▶ _PROBLEM TO SOLVE_
Write out all of the records below word for word, leaving nothing out.

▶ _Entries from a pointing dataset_
↓

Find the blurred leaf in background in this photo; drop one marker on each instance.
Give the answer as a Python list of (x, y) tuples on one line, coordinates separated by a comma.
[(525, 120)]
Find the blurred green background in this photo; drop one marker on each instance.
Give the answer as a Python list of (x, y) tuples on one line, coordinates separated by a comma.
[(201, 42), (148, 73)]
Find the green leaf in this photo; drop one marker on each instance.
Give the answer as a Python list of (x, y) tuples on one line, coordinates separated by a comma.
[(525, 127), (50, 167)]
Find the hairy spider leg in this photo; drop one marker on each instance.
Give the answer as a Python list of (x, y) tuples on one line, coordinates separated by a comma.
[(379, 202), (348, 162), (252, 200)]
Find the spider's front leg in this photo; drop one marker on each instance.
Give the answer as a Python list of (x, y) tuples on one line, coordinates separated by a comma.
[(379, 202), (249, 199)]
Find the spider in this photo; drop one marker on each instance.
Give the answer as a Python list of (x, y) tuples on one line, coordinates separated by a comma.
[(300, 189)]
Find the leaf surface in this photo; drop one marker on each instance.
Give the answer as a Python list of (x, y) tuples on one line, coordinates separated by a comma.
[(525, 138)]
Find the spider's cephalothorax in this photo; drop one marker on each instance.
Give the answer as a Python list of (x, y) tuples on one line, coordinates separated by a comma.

↑

▶ _WRITTEN ANSWER_
Find the blurred leaf in background in this photo; drop one marker on each instance.
Give the answer as a Python list of (x, y) tuples on one line, coordinates separated by a comma.
[(525, 120)]
Find the blurred green background in this photo; drop one marker on each instance.
Give the answer as a Python list of (x, y) tuples on one line, coordinates separated by a comma.
[(201, 42), (148, 73)]
Find the green leaf in this photo; drop one marker on each instance.
Give the answer as a Python list of (x, y) tuples on one line, coordinates separated by a comma.
[(525, 127), (50, 167)]
Find the hairy spider leg in this photo; drop one marker on each instance.
Give the answer as a Python list of (x, y) tuples on one line, coordinates separated by a comma.
[(379, 202), (348, 162), (252, 200)]
Find the spider's front leg in this photo; drop one marker on each instance.
Give the answer as a Python list of (x, y) tuples on one line, coordinates separated by a comma.
[(379, 202), (249, 199)]
Find the spider in this photo; drop one marker on each instance.
Give the answer as a Python list of (x, y) tuples on one line, coordinates separated by a comma.
[(300, 189)]
Find the leaf surface in this photo; drop one marker on each instance.
Give the answer as a Python list of (x, y) tuples on one line, coordinates separated by a comma.
[(525, 138)]
Find the spider's cephalothorax in this photo; drop one marker on each instance.
Give the answer as a Python list of (x, y) tuples on one line, coordinates separated by a comma.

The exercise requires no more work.